** Start Listing **
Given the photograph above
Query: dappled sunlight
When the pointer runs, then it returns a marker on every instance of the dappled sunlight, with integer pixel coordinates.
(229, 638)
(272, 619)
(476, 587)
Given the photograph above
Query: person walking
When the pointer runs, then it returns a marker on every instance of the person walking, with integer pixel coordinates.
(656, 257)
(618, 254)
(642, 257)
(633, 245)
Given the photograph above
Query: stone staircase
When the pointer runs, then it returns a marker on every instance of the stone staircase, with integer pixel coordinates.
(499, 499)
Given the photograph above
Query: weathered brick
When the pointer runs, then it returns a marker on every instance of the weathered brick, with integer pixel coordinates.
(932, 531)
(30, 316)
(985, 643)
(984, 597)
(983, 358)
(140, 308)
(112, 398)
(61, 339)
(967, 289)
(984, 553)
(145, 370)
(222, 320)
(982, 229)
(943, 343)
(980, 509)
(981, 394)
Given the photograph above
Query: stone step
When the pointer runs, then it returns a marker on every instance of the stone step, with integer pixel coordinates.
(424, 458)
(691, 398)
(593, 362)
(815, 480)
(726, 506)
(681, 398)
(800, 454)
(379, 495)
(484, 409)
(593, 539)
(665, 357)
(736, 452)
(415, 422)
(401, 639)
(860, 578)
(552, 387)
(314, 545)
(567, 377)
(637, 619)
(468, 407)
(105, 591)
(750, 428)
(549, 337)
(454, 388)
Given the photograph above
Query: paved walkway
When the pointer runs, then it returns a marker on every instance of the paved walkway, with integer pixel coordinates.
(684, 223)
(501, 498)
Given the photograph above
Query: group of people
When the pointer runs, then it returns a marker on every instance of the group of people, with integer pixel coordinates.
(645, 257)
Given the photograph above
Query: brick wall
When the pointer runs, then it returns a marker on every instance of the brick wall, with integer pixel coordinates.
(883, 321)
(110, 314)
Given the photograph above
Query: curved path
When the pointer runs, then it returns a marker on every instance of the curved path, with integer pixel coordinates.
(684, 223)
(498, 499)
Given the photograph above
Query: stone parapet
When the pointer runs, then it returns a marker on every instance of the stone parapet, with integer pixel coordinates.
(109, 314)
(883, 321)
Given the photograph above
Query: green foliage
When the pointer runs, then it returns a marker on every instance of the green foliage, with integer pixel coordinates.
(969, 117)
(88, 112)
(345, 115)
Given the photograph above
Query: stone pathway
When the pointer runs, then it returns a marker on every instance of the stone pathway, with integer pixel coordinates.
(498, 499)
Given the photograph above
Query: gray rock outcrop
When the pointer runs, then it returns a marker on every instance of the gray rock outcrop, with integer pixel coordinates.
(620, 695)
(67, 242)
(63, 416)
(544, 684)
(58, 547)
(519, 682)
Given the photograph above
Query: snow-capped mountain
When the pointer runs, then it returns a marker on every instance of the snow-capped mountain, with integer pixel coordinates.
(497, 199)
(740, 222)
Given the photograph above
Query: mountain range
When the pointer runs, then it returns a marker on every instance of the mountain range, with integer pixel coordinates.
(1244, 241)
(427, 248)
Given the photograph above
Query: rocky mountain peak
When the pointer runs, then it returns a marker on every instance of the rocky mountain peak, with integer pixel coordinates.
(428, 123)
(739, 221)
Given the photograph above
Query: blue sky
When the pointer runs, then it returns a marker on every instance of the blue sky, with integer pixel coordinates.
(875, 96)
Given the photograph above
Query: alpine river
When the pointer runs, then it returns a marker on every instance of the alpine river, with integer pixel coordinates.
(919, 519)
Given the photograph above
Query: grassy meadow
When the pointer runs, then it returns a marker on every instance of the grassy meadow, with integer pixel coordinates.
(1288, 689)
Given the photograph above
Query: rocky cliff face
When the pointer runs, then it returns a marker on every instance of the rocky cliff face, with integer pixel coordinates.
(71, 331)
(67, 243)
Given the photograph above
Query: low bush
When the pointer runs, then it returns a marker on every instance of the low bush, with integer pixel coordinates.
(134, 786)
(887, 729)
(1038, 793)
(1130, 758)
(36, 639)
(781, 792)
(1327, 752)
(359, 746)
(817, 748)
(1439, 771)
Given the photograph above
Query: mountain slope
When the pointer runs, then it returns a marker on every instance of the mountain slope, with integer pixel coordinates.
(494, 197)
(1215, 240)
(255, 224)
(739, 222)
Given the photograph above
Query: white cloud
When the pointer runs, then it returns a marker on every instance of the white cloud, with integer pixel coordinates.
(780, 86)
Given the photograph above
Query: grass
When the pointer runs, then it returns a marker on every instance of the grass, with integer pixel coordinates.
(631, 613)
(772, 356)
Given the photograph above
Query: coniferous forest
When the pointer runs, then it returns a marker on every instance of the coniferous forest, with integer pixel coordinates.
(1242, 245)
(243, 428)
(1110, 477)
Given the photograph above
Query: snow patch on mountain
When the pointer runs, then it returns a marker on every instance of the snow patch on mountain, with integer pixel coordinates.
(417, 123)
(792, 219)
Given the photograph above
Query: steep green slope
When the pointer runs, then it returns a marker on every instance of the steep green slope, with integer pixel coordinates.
** End Listing **
Requirements: Find each line in the entries that contains the word "capped" and copy those lines.

Worked answer:
Query: snow-capped mountain
When the pointer runs, then it returns a marker on every instance of the snow-capped mountain, with integer pixel coordinates.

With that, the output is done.